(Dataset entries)

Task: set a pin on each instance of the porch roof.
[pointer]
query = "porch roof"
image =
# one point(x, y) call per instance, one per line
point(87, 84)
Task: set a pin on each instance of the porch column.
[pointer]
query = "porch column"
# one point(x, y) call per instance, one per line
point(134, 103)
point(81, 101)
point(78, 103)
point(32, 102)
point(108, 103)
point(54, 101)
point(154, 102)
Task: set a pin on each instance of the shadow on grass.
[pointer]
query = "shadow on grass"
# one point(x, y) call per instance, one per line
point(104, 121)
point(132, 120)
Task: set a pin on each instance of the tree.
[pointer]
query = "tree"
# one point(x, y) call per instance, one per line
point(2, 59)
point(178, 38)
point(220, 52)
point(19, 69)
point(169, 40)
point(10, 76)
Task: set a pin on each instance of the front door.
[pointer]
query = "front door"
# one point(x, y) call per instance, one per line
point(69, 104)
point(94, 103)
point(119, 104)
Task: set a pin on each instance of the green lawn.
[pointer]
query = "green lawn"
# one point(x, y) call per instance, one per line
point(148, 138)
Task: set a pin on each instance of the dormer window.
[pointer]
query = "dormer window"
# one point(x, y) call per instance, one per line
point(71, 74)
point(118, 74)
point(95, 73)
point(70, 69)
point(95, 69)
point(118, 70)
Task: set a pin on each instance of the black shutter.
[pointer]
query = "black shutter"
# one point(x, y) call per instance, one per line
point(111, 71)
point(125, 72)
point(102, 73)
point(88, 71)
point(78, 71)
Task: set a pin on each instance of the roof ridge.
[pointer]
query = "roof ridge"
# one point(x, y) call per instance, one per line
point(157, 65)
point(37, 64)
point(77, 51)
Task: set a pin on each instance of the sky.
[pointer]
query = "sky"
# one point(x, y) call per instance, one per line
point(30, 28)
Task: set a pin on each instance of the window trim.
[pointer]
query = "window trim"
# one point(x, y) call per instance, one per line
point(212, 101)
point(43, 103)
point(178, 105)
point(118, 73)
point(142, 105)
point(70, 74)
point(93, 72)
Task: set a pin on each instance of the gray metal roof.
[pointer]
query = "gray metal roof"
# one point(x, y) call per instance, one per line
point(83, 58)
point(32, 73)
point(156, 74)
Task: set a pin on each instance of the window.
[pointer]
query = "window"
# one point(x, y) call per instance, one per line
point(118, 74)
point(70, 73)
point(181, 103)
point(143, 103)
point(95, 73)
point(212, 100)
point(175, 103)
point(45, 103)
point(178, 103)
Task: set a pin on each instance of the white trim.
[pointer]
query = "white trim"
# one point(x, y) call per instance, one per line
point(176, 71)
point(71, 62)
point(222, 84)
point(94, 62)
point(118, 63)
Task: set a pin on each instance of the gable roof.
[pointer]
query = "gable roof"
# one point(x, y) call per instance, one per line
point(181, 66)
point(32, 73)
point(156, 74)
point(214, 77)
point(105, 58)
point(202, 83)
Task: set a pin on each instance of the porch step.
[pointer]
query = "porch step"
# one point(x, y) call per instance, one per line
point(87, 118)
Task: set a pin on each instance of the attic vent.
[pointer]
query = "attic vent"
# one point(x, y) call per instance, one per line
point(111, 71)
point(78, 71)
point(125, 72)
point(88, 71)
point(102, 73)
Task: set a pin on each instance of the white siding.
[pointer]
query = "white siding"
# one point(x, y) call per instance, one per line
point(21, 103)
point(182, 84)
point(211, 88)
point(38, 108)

> TASK ITEM: The expected response is the full set of records, reproduced exactly.

> RESULT OF THIS EXERCISE:
Task: set a pin on each instance of the porch roof.
[pointer]
query = "porch roof"
image =
# one point(x, y) call per instance, one per line
point(87, 84)
Task: set a pin on each instance of the porch column.
[pointer]
query = "porch column"
# one point(x, y) call per instance, one per line
point(134, 103)
point(81, 101)
point(78, 103)
point(32, 102)
point(108, 103)
point(54, 101)
point(154, 102)
Task: set a pin on each instance of the shadow on grass.
[pointer]
query = "shadow on grass"
# one point(x, y) call per instance, one per line
point(104, 121)
point(132, 120)
Task: set a pin on each instance of the tree.
[pointer]
query = "tree"
# one point(x, y) call per instance, one per line
point(2, 59)
point(178, 38)
point(220, 52)
point(19, 69)
point(169, 40)
point(10, 76)
Task: set a pin on each instance of the front door.
[pointer]
query = "front door"
# one point(x, y) call per instance, one per line
point(69, 104)
point(94, 103)
point(119, 104)
Task: set a pin on each instance of the green lawn.
[pointer]
query = "green lawn"
# one point(x, y) call per instance, one per line
point(148, 138)
Task: set a pin on each instance of the dormer window.
[pointer]
query = "dormer window"
# one point(x, y) call per instance, one per line
point(71, 74)
point(118, 74)
point(95, 73)
point(70, 69)
point(95, 69)
point(118, 70)
Task: set a pin on each instance of the black shutter.
[pointer]
query = "black shutter"
# one point(x, y) call per instance, one per line
point(111, 71)
point(125, 72)
point(102, 73)
point(88, 71)
point(78, 71)
Task: set a pin on each instance of the roof ridge.
[pointer]
query = "roof ridge"
# one point(x, y) call per instance, one per line
point(157, 65)
point(37, 64)
point(77, 51)
Task: set a pin on each instance of the sky.
[pointer]
query = "sky"
# one point(x, y) call per instance, one per line
point(30, 28)
Task: set a pin on each instance of the window trim.
[pointer]
query = "window trim"
# one point(x, y) call per instance, one per line
point(212, 101)
point(43, 103)
point(178, 105)
point(118, 73)
point(142, 105)
point(70, 74)
point(93, 72)
Task: set a pin on each instance of the gray metal roof.
[pointer]
query = "gray metal roof"
# one point(x, y) call per instance, one per line
point(83, 58)
point(32, 73)
point(156, 74)
Task: set a pin on each instance of the window.
[pointer]
query = "window"
# one point(x, y) call per instance, one per line
point(118, 74)
point(70, 73)
point(181, 103)
point(143, 103)
point(95, 73)
point(212, 100)
point(175, 103)
point(45, 103)
point(178, 103)
Task: set a pin on each instance of the white trim.
[pointer]
query = "white trim"
# one point(x, y) call per instance, one per line
point(176, 71)
point(71, 62)
point(222, 84)
point(94, 62)
point(118, 63)
Task: set a pin on each instance of the gable roof.
[pointer]
query = "gable roof"
# one point(x, y) call per instance, one per line
point(181, 66)
point(32, 73)
point(156, 74)
point(214, 77)
point(105, 58)
point(202, 83)
Task: set a pin on each instance of the porch step.
[pointer]
query = "porch step"
# one point(x, y) call per instance, one per line
point(87, 118)
Task: set a pin on each instance of the attic vent.
[pointer]
query = "attic vent"
# one point(x, y) call per instance, one per line
point(111, 71)
point(78, 71)
point(125, 72)
point(88, 71)
point(102, 73)
Task: set a pin on each instance of the white siding.
[pointer]
query = "white siding"
# one point(x, y) call per instance, one per line
point(21, 103)
point(182, 84)
point(211, 88)
point(38, 108)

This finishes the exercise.